Here are the records. Write out exactly the lines between the one holding "e.g. [[300, 638]]" and the one holding "e.g. [[26, 585]]", inclusive.

→ **INFORMATION SUPPLIED**
Segment Open

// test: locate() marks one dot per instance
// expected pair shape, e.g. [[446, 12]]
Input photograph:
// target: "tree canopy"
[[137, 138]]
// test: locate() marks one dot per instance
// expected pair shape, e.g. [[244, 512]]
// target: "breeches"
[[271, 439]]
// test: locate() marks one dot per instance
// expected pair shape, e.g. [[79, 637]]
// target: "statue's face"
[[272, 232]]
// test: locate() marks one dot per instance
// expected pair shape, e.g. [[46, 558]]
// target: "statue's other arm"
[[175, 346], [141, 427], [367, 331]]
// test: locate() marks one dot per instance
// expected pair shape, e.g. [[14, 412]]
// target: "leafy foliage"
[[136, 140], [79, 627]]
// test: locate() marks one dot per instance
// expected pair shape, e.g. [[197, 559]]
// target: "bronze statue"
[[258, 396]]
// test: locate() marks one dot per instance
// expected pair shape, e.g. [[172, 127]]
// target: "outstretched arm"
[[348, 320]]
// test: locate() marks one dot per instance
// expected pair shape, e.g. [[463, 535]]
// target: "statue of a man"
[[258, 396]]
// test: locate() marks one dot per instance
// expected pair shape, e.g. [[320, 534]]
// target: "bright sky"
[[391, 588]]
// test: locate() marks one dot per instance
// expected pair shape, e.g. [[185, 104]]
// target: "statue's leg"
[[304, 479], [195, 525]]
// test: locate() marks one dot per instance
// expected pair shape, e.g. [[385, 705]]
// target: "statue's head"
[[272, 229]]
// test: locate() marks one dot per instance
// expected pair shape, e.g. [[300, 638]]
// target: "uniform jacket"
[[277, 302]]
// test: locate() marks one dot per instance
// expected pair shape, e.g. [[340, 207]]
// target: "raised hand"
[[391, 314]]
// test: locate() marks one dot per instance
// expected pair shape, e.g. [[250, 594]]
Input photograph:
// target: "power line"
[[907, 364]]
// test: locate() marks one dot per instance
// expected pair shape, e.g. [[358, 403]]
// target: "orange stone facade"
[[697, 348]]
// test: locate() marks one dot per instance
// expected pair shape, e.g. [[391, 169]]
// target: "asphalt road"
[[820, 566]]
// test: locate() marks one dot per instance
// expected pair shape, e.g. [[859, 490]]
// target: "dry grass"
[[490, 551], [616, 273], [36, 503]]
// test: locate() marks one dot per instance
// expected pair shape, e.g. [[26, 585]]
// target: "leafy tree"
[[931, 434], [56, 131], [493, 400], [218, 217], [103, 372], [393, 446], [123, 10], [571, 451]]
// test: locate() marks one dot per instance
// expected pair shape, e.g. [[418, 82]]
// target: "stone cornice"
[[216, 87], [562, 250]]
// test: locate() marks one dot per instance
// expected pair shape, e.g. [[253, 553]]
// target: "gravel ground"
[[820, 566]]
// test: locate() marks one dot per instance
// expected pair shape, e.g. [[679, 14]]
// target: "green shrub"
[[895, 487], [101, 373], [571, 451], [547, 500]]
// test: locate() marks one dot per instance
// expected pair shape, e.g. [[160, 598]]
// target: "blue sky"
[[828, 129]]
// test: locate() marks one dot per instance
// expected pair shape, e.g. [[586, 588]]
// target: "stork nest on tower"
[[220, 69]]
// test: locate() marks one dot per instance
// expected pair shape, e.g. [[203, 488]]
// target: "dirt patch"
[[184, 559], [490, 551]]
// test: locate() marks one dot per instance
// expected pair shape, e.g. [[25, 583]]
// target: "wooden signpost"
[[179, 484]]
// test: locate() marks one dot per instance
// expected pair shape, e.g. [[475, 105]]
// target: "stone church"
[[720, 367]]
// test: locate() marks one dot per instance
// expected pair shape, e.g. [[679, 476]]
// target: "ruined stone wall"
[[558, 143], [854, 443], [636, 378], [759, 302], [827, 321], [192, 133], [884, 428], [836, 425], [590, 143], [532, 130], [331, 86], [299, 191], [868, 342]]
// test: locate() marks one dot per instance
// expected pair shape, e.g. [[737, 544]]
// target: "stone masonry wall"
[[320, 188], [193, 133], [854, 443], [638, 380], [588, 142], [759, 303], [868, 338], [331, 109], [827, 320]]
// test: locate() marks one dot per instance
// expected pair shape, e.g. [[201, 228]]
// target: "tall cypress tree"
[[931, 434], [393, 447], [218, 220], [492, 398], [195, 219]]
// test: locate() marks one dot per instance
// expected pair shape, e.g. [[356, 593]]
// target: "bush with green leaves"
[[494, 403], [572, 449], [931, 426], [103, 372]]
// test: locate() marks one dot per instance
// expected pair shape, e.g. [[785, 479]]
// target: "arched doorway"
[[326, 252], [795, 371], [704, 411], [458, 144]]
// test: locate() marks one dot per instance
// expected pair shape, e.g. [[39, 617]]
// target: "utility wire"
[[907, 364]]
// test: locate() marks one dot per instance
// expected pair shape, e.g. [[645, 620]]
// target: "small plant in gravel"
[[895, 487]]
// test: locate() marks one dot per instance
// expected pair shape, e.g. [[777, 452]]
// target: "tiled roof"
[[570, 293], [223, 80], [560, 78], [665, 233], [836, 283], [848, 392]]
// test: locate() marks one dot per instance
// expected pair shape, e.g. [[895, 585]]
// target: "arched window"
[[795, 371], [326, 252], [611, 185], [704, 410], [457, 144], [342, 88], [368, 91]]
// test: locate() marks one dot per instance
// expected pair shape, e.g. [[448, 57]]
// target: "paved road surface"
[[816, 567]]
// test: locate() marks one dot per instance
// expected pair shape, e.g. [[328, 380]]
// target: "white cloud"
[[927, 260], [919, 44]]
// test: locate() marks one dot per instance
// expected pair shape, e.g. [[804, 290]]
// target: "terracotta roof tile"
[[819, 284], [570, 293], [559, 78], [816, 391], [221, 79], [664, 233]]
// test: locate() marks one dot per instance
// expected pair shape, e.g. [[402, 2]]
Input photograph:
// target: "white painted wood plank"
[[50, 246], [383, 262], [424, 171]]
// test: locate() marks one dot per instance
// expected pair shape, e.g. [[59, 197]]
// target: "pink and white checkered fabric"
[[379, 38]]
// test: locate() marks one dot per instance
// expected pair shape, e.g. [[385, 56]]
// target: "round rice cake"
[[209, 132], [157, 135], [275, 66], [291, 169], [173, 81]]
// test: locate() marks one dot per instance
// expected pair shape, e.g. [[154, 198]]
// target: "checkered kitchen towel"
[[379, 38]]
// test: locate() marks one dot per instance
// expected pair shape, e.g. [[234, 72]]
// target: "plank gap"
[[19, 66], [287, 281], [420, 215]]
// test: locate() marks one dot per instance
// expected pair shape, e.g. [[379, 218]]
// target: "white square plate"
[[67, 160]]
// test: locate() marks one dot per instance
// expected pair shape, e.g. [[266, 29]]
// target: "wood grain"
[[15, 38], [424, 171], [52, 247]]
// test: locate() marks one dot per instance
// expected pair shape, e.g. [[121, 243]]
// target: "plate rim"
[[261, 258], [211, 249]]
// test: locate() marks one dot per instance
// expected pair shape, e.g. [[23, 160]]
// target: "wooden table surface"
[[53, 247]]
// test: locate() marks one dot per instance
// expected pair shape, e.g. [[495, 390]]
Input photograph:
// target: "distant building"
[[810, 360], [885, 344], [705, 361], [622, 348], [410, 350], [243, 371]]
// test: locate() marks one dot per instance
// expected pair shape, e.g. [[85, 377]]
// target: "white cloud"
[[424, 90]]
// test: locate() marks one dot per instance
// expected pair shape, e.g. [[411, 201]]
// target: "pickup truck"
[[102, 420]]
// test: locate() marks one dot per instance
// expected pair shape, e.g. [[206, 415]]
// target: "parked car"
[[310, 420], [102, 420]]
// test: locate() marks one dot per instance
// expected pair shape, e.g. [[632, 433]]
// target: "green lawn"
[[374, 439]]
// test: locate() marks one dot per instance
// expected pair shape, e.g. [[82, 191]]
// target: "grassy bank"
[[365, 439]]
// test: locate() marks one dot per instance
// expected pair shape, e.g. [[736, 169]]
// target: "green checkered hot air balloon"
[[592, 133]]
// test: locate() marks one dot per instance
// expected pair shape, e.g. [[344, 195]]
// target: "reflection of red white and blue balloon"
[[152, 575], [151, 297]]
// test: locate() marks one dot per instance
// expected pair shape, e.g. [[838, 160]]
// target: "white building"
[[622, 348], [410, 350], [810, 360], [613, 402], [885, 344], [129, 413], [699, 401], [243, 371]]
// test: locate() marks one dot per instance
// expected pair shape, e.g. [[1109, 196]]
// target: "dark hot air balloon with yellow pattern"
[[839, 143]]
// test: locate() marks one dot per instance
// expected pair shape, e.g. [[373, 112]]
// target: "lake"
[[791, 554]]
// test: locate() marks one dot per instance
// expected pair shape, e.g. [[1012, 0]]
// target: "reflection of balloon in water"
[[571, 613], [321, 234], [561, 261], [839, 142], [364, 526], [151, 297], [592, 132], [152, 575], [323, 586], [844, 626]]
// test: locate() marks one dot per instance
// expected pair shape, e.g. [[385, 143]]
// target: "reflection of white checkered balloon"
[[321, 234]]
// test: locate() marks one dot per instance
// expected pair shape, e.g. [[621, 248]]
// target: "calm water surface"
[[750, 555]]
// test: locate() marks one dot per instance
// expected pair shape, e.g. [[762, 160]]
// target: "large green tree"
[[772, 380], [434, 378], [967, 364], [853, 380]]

Segment Closed

→ **TASK ANSWER**
// expected pair shape, e.g. [[300, 638]]
// target: "uniform jacket"
[[277, 302]]
// test: locate() marks one dot per instance
// expected pair shape, e.g. [[340, 207]]
// target: "raised hand"
[[391, 314]]
// test: locate() marks one dot per instance
// expected pair shape, e.g. [[250, 594]]
Input photograph:
// target: "power line"
[[907, 364]]
// test: locate() marks one dot per instance
// expected pair shape, e.g. [[358, 403]]
// target: "orange stone facade"
[[697, 348]]
// test: locate() marks one dot per instance
// expected pair shape, e.g. [[391, 169]]
// target: "asphalt road"
[[820, 566]]
// test: locate() marks one dot per instance
// expected pair shape, e.g. [[859, 490]]
// target: "dry grass"
[[490, 551], [616, 273], [36, 503]]
// test: locate() marks one dot per instance
// expected pair shape, e.g. [[26, 585]]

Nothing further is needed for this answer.